Work to complete => Count how many lines in the entries below contain the string "pink", matching case exactly. Reply with the number alone.
>> Start Provided information
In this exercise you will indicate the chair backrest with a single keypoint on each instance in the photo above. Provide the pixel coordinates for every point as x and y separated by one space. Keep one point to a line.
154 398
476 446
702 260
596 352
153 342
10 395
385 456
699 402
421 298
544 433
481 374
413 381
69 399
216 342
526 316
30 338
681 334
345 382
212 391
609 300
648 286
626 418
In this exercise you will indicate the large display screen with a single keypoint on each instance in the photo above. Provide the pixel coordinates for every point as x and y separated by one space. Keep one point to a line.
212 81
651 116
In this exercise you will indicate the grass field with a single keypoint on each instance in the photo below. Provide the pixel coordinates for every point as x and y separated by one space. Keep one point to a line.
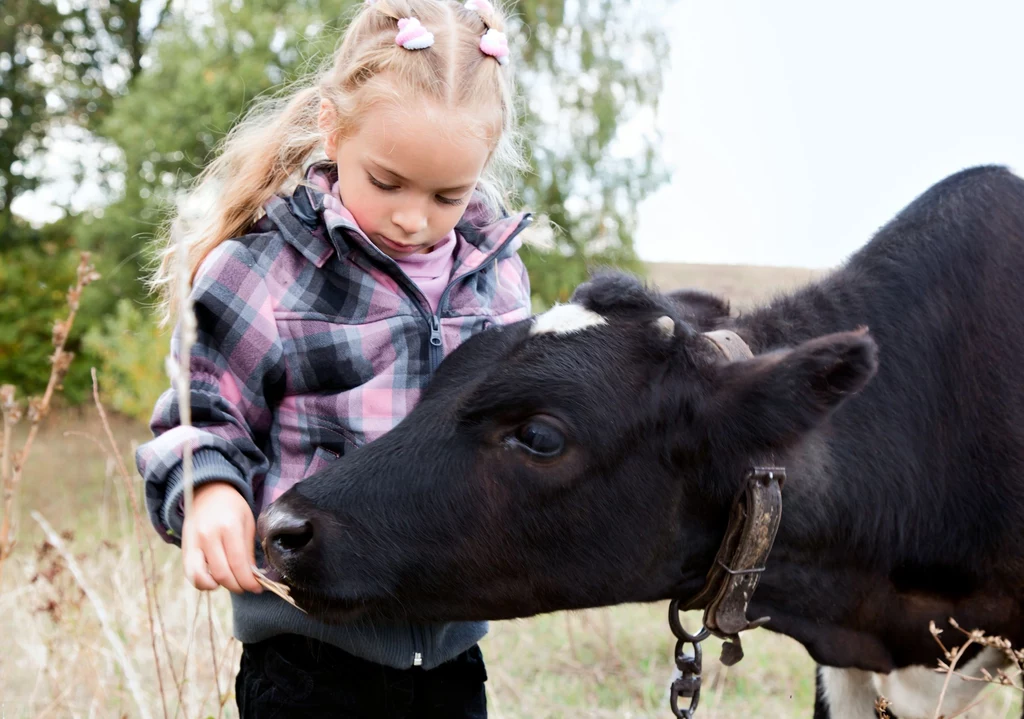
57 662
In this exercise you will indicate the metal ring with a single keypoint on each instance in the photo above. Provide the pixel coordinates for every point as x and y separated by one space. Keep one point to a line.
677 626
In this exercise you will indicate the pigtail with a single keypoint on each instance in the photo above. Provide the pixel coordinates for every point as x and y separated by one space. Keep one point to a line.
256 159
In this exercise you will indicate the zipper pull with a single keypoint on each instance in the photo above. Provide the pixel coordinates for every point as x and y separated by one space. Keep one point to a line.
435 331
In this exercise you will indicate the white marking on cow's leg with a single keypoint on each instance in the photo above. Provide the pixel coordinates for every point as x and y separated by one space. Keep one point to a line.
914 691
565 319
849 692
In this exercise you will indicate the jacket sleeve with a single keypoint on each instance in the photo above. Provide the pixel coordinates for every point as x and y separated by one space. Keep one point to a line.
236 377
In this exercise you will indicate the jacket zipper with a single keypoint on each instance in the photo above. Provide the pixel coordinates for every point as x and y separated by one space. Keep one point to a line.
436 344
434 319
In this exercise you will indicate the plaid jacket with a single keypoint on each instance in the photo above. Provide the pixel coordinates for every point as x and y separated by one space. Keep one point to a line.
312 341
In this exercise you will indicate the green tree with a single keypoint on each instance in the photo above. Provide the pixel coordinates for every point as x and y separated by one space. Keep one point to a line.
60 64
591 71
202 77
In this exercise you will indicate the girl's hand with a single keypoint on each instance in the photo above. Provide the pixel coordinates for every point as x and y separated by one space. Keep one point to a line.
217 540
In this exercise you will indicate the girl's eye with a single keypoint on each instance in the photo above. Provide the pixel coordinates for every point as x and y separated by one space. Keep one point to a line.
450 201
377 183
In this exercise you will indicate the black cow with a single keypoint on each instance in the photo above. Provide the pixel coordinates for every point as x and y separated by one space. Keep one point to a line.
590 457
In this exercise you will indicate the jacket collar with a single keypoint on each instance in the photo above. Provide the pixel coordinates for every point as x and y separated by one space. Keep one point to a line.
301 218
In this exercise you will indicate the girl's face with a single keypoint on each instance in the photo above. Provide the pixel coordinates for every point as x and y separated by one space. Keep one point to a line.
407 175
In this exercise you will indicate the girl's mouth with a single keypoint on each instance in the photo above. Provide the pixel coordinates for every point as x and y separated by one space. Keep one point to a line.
>> End Provided information
>> Start Provided information
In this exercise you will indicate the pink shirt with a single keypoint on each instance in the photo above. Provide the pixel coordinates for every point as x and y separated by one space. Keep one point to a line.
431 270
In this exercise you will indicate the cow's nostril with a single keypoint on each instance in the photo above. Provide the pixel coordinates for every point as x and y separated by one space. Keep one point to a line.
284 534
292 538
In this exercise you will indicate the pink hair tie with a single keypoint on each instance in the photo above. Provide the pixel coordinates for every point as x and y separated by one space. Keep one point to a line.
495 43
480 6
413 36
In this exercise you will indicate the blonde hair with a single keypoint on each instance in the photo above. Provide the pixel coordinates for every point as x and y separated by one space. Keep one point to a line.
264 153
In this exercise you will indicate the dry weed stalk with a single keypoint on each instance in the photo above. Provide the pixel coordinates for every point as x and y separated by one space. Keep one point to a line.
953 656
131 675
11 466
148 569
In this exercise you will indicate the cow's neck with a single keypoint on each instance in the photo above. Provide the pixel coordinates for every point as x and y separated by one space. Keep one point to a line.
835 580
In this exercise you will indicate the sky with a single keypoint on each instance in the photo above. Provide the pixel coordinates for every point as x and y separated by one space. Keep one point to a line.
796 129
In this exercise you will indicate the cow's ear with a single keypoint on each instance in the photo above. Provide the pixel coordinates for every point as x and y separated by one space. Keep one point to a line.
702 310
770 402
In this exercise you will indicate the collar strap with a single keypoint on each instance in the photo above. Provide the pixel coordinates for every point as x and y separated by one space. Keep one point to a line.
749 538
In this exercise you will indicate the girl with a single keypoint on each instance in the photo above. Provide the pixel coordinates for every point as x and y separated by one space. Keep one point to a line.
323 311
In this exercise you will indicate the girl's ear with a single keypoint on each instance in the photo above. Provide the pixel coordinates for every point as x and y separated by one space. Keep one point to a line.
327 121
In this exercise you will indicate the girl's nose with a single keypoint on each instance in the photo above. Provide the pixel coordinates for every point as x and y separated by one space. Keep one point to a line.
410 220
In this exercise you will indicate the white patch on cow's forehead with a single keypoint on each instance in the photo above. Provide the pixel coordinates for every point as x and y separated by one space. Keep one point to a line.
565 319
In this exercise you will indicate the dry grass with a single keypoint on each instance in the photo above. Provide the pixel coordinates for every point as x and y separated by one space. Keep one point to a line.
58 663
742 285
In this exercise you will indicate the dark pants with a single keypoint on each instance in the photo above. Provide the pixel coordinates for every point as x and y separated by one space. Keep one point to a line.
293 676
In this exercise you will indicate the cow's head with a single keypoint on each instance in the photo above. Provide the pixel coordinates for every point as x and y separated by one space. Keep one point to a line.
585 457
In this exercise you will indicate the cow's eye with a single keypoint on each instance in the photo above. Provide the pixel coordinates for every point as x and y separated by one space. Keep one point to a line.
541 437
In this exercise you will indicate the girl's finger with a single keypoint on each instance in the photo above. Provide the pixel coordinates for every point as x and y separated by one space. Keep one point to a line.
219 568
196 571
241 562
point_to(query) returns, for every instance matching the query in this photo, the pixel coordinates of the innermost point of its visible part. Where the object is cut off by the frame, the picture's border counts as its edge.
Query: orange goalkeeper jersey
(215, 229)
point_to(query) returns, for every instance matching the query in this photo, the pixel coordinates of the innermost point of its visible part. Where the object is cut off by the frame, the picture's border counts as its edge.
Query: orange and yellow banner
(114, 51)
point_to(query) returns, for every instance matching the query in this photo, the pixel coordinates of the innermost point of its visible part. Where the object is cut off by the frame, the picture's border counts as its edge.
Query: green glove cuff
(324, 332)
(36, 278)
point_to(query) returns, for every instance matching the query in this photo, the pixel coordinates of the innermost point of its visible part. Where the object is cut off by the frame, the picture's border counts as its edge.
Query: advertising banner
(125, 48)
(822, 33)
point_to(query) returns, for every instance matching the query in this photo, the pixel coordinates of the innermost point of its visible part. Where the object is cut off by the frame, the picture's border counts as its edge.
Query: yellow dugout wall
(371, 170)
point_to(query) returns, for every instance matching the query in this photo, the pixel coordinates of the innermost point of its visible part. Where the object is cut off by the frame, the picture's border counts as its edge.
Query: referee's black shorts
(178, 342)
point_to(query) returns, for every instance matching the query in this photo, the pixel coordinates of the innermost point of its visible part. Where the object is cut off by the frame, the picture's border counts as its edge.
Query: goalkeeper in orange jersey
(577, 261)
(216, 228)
>> End Provided information
Answer to this exercise => 2